INSTRUCTIONS TO FOLLOW – Update everything from the line containing "Every instance of the yellow" down to the line containing "x=344 y=635" by replacing "gets one dot" with "receives a single dot", leaving all else unchanged, and reproduce those lines in full with the pictures left out.

Stored dataset entries:
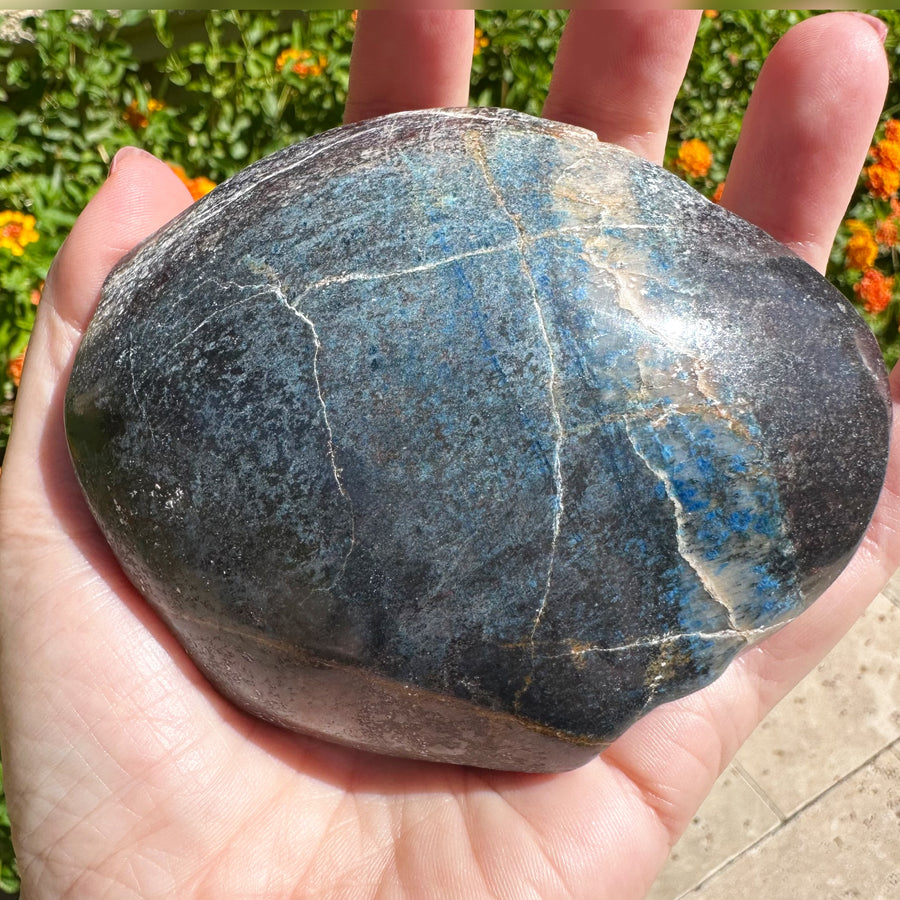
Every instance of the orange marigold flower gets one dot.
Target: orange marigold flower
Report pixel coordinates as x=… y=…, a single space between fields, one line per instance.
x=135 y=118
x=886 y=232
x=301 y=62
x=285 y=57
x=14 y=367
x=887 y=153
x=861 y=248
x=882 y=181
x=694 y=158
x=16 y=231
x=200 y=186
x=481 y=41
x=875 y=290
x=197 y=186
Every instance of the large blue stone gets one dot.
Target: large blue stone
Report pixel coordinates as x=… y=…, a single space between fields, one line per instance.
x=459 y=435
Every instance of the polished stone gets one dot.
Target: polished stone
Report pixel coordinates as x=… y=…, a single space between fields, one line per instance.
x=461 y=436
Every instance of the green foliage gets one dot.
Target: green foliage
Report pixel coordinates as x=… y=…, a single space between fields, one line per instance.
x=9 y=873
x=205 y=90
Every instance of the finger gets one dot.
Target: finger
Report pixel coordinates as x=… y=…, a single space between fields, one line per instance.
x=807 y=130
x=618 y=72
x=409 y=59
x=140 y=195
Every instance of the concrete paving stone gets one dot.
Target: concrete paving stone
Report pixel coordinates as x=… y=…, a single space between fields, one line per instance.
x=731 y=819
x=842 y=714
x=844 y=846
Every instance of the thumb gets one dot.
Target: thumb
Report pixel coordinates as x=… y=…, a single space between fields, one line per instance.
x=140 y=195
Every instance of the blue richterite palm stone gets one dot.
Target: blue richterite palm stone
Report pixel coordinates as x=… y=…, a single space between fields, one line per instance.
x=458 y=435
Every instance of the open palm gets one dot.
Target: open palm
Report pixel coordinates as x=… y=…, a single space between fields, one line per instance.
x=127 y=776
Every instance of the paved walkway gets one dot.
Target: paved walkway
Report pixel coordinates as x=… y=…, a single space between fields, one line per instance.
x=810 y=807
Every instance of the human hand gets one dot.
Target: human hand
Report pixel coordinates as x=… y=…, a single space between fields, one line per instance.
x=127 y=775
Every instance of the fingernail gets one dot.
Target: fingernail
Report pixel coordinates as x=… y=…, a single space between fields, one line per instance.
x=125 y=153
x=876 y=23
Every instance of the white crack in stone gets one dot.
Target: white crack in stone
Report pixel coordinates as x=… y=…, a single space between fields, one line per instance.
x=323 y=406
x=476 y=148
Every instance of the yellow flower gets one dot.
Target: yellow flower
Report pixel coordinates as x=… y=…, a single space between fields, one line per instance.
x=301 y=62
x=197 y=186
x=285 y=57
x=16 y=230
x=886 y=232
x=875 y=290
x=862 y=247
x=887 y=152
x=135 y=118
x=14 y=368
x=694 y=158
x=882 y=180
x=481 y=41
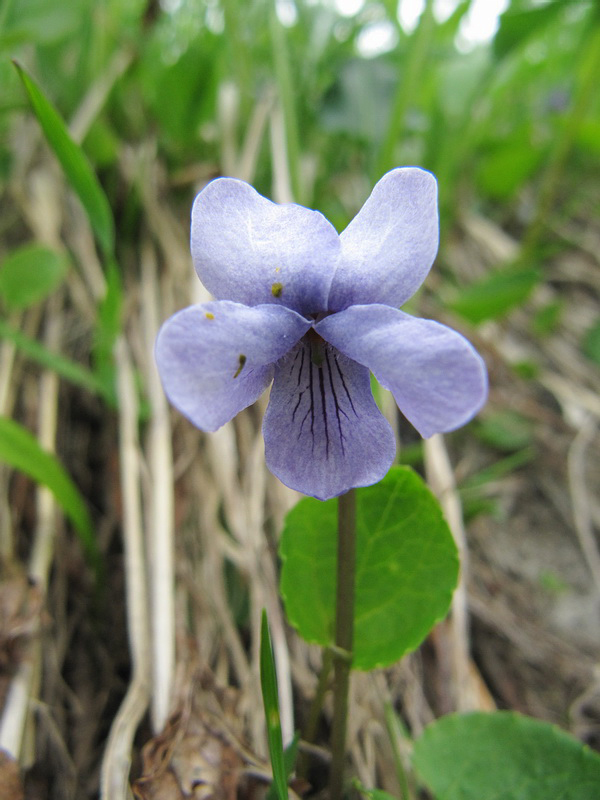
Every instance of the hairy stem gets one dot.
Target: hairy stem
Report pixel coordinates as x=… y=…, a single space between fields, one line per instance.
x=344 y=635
---
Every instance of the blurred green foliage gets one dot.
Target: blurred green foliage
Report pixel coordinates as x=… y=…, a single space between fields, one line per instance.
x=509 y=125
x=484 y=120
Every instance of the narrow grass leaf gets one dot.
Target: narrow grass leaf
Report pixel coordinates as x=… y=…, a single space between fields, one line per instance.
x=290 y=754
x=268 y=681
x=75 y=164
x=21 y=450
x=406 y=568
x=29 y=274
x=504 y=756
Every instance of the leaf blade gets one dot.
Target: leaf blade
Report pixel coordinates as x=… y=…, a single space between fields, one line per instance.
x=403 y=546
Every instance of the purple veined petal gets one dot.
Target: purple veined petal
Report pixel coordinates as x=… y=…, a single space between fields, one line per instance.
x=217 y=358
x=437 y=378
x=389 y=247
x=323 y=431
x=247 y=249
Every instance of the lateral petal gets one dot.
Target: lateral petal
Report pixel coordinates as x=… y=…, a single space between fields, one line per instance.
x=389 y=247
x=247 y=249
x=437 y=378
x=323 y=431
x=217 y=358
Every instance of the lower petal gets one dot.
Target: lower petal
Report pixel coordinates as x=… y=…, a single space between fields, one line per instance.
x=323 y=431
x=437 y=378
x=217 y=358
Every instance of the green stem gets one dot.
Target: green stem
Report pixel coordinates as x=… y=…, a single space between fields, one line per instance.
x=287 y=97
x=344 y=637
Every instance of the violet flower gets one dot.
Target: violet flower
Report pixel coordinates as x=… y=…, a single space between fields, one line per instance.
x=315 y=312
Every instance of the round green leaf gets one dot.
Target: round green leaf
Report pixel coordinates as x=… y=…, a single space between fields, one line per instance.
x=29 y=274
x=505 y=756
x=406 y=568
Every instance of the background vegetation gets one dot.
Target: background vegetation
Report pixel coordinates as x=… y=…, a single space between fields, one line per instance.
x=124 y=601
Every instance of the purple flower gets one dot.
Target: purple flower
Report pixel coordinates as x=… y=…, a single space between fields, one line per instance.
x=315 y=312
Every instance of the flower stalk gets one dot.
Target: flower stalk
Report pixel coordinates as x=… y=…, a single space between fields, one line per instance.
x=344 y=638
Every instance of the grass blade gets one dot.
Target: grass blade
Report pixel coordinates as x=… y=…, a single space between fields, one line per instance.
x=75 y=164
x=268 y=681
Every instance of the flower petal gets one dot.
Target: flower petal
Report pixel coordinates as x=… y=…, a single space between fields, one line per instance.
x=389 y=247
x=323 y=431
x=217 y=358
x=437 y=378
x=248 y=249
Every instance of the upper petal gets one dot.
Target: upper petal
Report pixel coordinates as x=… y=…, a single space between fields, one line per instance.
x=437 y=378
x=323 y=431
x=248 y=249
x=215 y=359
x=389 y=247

OUTPUT OF THE EXERCISE –
Every instance of the yellow flower receives a single dot.
Target: yellow flower
Report pixel coordinates as x=… y=…, a single space between fields, one line per instance.
x=301 y=62
x=197 y=186
x=285 y=57
x=16 y=230
x=886 y=232
x=875 y=290
x=862 y=247
x=887 y=152
x=135 y=118
x=14 y=368
x=694 y=158
x=882 y=180
x=481 y=41
Every instance of the hairy stem receives a single dot.
Target: hairy stem
Report pixel coordinates as x=… y=…, a single space between fields, one line per instance.
x=344 y=635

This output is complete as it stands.